=== DATA LINES ===

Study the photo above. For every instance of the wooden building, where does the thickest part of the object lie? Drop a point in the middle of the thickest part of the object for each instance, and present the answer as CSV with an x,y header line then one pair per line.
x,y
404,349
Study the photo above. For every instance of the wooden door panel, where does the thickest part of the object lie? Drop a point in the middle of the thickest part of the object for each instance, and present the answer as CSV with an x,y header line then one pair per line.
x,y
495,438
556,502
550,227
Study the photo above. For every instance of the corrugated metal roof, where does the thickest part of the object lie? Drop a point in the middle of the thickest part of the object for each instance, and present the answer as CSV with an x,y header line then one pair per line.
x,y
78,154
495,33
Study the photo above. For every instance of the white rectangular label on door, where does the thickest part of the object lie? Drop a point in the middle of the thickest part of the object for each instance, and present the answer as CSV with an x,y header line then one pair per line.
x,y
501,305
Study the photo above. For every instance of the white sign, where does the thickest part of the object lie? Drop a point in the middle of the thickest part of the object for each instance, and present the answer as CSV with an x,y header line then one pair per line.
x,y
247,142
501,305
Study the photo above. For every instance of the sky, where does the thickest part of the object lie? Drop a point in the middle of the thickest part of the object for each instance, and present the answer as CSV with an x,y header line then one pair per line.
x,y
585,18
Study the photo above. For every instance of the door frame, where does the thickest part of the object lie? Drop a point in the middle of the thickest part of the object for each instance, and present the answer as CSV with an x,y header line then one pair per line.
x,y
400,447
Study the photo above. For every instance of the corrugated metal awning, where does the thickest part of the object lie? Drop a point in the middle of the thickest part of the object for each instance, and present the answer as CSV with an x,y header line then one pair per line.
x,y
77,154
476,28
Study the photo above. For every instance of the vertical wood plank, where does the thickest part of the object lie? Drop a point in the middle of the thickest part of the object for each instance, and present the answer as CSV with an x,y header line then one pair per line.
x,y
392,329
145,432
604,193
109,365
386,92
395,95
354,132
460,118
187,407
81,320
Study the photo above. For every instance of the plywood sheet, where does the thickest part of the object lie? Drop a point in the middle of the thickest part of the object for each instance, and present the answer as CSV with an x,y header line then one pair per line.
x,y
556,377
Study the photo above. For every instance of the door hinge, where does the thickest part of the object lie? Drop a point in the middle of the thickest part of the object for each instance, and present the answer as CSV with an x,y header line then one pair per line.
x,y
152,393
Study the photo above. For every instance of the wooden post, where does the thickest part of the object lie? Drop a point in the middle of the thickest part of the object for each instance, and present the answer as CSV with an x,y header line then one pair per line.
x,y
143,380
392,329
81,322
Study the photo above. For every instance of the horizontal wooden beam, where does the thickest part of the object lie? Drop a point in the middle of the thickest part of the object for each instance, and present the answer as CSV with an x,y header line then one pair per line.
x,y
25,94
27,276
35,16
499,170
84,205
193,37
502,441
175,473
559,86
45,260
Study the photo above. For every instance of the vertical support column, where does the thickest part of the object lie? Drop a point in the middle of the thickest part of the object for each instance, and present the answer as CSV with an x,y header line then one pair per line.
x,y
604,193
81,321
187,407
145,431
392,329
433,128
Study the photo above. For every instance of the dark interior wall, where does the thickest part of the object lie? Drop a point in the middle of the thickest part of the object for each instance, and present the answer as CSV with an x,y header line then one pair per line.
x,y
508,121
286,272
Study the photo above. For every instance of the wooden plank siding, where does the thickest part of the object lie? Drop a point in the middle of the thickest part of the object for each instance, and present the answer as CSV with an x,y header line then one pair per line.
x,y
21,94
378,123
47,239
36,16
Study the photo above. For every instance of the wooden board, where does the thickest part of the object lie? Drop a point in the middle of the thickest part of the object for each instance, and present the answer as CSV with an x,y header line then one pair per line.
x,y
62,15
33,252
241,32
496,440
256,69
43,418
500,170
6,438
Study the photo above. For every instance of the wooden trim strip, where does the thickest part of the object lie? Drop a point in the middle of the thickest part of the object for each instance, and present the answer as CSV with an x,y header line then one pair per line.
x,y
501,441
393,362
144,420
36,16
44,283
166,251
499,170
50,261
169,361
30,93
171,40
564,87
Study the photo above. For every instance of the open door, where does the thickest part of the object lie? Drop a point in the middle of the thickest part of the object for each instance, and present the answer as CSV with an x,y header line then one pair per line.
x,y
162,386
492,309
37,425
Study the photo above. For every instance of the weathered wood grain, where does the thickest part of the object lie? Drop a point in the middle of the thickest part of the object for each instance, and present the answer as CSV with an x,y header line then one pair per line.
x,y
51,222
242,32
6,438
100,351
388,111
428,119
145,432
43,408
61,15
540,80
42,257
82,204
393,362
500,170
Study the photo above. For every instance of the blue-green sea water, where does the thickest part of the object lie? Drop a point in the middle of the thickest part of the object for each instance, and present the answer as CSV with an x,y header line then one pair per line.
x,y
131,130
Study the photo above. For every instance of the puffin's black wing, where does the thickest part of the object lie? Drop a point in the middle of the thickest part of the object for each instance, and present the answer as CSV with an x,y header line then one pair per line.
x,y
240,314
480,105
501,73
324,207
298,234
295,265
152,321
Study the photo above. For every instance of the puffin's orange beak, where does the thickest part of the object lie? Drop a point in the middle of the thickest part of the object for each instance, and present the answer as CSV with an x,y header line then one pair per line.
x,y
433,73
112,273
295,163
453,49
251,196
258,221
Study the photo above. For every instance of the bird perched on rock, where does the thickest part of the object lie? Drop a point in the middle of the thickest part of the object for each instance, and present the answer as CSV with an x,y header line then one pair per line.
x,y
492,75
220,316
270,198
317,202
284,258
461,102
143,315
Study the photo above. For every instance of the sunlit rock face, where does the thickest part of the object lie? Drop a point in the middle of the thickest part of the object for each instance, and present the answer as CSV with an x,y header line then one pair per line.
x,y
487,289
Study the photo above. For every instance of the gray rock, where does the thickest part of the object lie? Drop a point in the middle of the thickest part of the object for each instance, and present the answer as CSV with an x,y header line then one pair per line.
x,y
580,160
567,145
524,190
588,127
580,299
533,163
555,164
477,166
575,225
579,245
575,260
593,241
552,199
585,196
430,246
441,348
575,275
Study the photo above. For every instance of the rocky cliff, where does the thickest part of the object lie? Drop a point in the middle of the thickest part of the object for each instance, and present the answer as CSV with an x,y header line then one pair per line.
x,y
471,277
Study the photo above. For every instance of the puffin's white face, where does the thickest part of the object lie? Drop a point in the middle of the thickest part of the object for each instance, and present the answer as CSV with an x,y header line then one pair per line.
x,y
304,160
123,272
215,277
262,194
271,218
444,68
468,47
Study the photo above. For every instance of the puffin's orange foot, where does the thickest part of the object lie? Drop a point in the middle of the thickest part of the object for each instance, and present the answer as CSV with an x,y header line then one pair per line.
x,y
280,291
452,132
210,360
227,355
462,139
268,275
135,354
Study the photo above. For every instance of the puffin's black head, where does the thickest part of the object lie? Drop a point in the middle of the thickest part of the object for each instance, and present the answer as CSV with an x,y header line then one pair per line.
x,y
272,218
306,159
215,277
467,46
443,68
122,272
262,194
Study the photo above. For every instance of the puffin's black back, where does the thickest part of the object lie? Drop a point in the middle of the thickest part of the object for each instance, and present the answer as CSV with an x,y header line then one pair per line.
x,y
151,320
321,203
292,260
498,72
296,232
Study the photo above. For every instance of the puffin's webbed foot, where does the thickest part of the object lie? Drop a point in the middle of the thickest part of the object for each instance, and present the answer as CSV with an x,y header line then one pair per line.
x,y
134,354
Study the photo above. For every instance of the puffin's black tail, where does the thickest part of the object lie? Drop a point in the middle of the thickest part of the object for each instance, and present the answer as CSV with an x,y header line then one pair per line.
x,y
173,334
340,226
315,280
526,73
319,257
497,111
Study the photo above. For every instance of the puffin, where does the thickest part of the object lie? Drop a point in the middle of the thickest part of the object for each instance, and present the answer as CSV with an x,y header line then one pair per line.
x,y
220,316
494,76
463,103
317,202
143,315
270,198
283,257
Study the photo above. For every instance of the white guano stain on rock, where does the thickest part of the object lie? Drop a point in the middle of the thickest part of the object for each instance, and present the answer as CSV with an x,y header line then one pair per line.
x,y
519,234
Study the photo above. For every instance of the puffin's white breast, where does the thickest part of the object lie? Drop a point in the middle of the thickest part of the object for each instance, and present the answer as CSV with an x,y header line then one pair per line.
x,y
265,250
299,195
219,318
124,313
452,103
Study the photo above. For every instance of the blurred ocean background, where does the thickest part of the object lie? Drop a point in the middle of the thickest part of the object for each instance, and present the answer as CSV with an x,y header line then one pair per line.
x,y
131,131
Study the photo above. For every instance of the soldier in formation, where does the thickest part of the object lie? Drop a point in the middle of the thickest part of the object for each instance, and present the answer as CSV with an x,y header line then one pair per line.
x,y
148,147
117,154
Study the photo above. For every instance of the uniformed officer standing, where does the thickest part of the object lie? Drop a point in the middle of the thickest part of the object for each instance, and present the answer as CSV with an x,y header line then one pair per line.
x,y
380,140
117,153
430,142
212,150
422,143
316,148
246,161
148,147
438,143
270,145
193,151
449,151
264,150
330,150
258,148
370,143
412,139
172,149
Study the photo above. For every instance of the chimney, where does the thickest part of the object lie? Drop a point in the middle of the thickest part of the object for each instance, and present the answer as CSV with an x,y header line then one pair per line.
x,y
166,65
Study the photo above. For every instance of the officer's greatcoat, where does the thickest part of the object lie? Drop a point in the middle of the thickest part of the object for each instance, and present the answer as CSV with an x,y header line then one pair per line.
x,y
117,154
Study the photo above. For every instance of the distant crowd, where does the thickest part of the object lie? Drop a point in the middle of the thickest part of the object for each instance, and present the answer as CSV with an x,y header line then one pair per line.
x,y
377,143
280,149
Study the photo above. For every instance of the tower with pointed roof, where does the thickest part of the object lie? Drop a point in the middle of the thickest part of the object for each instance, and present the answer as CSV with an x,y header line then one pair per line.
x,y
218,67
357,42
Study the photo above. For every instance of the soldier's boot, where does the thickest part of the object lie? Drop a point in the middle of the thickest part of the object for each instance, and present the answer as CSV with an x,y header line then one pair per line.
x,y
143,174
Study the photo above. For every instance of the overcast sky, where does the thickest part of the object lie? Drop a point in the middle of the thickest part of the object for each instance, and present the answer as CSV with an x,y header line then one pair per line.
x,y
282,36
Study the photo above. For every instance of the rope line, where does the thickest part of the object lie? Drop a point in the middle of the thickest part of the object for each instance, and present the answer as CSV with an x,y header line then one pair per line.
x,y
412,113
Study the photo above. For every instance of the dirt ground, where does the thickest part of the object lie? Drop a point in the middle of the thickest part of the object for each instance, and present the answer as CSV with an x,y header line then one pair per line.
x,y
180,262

--

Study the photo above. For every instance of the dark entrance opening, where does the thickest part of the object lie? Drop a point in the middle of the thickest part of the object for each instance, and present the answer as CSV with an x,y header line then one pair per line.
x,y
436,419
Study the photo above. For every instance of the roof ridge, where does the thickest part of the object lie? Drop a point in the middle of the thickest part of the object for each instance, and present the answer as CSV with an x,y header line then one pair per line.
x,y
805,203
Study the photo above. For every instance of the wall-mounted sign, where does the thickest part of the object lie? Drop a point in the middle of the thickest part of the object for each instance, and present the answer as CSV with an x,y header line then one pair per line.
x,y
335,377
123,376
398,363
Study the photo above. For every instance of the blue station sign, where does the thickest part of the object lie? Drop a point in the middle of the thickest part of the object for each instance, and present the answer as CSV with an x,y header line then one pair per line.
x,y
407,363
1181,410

=== EXERCISE REQUIREMENTS ===
Locate each line in the records above that contains the word "awning" and copy every such line in full.

=== SOLUTION ===
Study the photo above. For every instance of the corrugated metal awning, where does the thickest part of the object lie? Drop a point in the middle of the thickest part of the object for each instance, and present the answer as CSV with an x,y header line then one pair per line.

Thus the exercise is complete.